## The problem
Output the material below in full, exactly as it is.

Data entries:
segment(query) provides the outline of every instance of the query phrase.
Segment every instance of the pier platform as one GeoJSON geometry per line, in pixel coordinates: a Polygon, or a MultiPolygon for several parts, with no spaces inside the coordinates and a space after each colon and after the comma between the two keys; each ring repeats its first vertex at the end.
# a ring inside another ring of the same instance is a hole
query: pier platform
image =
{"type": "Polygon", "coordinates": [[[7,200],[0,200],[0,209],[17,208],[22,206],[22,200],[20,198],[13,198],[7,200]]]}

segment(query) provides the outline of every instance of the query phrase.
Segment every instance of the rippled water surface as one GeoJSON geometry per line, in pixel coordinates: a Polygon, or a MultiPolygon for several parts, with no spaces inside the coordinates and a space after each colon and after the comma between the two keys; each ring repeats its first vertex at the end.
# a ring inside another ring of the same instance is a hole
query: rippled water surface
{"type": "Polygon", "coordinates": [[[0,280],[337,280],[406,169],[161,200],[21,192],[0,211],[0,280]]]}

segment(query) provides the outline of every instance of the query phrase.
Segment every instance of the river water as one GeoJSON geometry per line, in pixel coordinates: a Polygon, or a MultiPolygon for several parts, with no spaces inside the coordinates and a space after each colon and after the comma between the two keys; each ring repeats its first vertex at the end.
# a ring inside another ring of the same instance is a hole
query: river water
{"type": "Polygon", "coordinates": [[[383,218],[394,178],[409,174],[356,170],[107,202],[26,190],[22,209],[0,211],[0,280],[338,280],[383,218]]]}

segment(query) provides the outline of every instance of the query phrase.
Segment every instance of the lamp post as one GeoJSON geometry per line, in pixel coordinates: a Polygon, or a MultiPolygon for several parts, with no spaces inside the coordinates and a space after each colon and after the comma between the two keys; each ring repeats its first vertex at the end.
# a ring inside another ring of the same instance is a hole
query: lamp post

## Result of this exercise
segment(query) provides the outline of every instance of the query phrase.
Segment every instance of the pier platform as one GeoJSON geometry per line, in pixel coordinates: a Polygon, or a MultiPolygon for several parts, with no spaces inside the coordinates and a space after each colon and after the comma between the two keys; each ring repeats its first vertex at the end.
# a ring inside another ring of the same instance is a hole
query: pier platform
image =
{"type": "Polygon", "coordinates": [[[7,200],[0,200],[0,209],[17,208],[22,206],[22,200],[20,198],[13,198],[7,200]]]}

segment(query) provides the outline of every instance of the query phrase.
Segment every instance of the rippled water surface as one GeoJSON geometry per line, in pixel coordinates: a Polygon, or a MultiPolygon for several parts, with no spaces inside the coordinates and a space after each colon and after the comma between the two keys; each ring repeats its first vertex at the end.
# a ring inside another ring of the same instance is a hole
query: rippled water surface
{"type": "Polygon", "coordinates": [[[0,280],[337,280],[406,169],[161,200],[21,192],[0,211],[0,280]]]}

segment(query) provides the outline of every instance of the query phrase.
Segment every instance of the river water as one GeoJSON geometry per line, in pixel coordinates: a Polygon, or a MultiPolygon for several parts, with no spaces inside the coordinates and a space after each colon and after the comma between the two keys; each ring repeats its first vertex at the end.
# a ring inside another ring of the same instance is a hole
query: river water
{"type": "Polygon", "coordinates": [[[383,218],[394,178],[409,174],[356,170],[107,202],[26,190],[22,209],[0,211],[0,280],[338,280],[383,218]]]}

segment(query) provides the outline of every instance of the query phrase.
Segment every instance of the lamp post as one GeoJSON geometry per line, in pixel coordinates: a Polygon, or a MultiPolygon for several parts, with no spaces inside the coordinates and a space after each colon and after the comma between the two keys; each ring repeats its first vertex at the end.
# a ring inside another ring of the same instance is a hole
query: lamp post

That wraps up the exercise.